### Énoncé de l'exercice
Poursuivez, s'il vous plaît, le texte sur la validité de la priorité dans les décisions de l'OEB, en reprenant juste après sa dernière phrase.

### Texte fourni
_ _ _ _ _ _ _

La décision précitée a par la suite été confirmée et suivie à plusieurs reprises, par exemple dans les décisions T 16/87 "Catalyseur/PROCATALYSE" (JO OEB 1992, 212), T 582/91 en date du 11 novembre 1992 (non publiée au JO OEB), T 255/91 "Priorité/AIR PRODUCTS AND CHEMICALS" (JO OEB 1993, 318), T 669/93 en date du 13 février 1995 (non publiée au JO OEB), T 1056/93 en date du 16 janvier 1996 (non publiée au JO OEB) et T 364/95 en date du 20 novembre 1996 (non publiée au JO OEB). Dans la décision T 16/87, le titulaire du brevet a reconnu que la caractéristique supplémentaire n'avait été introduite dans la revendication que pour permettre de mieux délimiter cette revendication par rapport à un droit national antérieur. Dans les décisions T 582/91 et T 364/95 ainsi que dans la décision T 73/88, la caractéristique ajoutée avait été considérée comme une simple limitation "volontaire" de la portée de la revendication, qui ne constituait pas un élément essentiel de l'objet de la revendication, et il avait également été estimé que pour l'appréciation de la validité de la priorité, il convenait d'examiner si un effet ou une fonction particulière pouvait être attribué à la caractéristique qui avait été modifiée ou précisée.

_ _ _ _ _ _ _

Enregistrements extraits

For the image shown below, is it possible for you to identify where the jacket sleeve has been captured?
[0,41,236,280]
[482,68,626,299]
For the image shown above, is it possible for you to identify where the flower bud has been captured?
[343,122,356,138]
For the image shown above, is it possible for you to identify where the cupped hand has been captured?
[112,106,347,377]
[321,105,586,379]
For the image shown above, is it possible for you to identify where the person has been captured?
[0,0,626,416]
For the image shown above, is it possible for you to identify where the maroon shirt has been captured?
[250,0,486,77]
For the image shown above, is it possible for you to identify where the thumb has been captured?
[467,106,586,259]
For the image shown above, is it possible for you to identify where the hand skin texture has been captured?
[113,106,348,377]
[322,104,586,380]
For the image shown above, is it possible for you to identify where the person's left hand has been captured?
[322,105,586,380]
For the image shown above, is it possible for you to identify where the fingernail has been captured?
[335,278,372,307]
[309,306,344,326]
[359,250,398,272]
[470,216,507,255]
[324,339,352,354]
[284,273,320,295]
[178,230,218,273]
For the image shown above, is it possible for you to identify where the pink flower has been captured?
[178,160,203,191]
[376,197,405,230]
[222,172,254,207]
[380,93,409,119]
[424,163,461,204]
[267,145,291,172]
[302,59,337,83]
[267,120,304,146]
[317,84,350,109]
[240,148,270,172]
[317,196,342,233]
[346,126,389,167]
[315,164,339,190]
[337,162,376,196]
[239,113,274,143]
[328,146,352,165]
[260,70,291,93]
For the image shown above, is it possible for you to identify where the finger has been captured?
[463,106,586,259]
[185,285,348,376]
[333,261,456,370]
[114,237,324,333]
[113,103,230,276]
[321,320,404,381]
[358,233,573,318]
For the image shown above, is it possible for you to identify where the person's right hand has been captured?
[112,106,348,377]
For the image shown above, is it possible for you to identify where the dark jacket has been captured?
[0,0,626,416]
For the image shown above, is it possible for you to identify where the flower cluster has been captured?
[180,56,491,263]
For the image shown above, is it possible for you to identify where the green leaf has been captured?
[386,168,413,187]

_ _ _ _ _ _ _

### Réponse attendue
(v) Dans d'autres décisions, les chambres de recours ont continué à appliquer l'approche traditionnelle, à savoir la méthode dite du "test de la nouveauté". Cette expression était un mot-clé utilisé pour distinguer cette approche de l'approche adoptée dans la décision T 73/88. Toutefois, cette méthode d'examen de la validité de la priorité revendiquée ne correspondait pas à tous égards à l'examen de la nouveauté si le document antérieur constituait l'état de la technique par rapport à la revendication considérée. En fait, il pouvait y avoir des cas, p.ex. lorsque la revendication avait été élargie dans la demande ultérieure par rapport à l'exposé plus spécifique figurant dans la demande antérieure, dans lesquels, bien que la revendication ne fût pas nouvelle par rapport à l'exposé plus spécifique figurant dans la demande antérieure, la priorité de la demande antérieure ne pouvait néanmoins pas être valablement revendiquée pour la revendication plus large figurant dans la demande ultérieure (cf. par exemple la décision T 77/97 du 3 juillet 1997 [non publiée au JO OEB], points 6.4 et 6.5 des motifs).
Ainsi, ce que l'on entendait par l'expression "test de la nouveauté" était en réalité synonyme d'un "test de l'exposé", c'est-à-dire que pour l'examen de la validité de la priorité revendiquée, il convenait de déterminer quel était l'exposé explicite et implicite qui figurait dans la demande antérieure.
(vi) Il ressort de l'avis G 3/93 "Délai de priorité" rendu par la Grande Chambre de recours (JO OEB 1995, 18) que la Grande Chambre considère qu'une combinaison revendiquée comprenant les caractéristiques A+B+C est une invention différente d'une combinaison ne comprenant que les éléments A+B, quelle que soit la nature de l'élément ajouté.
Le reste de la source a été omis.